Output should begin at the line holding "the concrete driveway" and end at the last line of the entries; print those lines verbatim and no others.

+ + +

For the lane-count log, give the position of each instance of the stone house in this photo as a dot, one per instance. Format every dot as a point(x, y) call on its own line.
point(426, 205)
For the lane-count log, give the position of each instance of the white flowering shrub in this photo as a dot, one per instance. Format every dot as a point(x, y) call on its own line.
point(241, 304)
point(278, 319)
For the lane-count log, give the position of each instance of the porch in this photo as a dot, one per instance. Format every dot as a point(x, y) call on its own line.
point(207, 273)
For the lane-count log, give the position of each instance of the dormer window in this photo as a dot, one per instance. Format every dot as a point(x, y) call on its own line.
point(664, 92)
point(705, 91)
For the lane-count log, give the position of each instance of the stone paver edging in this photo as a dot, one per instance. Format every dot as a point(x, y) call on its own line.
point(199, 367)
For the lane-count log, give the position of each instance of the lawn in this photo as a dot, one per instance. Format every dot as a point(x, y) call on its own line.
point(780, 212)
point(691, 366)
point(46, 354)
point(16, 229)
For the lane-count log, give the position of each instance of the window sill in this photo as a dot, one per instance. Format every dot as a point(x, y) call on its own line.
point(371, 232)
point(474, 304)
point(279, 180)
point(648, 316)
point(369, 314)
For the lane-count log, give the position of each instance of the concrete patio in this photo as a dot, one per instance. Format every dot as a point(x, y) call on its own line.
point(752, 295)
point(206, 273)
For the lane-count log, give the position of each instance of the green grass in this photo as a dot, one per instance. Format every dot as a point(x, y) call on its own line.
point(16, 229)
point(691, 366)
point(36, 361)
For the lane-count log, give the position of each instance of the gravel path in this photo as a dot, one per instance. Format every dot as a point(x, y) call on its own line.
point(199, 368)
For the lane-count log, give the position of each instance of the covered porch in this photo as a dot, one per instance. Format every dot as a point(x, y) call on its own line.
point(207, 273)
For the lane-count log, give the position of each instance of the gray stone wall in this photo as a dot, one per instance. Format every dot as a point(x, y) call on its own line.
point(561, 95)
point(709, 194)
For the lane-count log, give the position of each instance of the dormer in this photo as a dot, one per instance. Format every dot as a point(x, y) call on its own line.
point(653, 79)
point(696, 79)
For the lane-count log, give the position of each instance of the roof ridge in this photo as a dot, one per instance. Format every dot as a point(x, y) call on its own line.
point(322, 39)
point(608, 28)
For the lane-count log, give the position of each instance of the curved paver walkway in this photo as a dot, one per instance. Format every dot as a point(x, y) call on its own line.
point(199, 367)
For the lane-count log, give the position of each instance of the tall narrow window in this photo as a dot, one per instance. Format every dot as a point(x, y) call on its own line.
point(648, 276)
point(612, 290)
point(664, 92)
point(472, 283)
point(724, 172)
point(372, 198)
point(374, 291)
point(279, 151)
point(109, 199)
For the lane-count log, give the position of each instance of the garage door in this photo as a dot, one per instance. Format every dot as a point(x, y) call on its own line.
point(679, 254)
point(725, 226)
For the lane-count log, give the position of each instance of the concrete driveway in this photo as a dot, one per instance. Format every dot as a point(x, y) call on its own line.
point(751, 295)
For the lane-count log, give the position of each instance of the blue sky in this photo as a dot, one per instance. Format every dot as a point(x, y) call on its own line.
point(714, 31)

+ + +

__SOLUTION BELOW__.
For the lane-count log, give the position of each instance of the concrete driveway in this photo as a dot, one per instance. Format every dot as a point(x, y) call on its own line.
point(751, 295)
For the lane-count log, give the position of each instance of the blue sky in this photo as a dot, one per instance. Format every dot as a point(x, y) call on its own line.
point(714, 31)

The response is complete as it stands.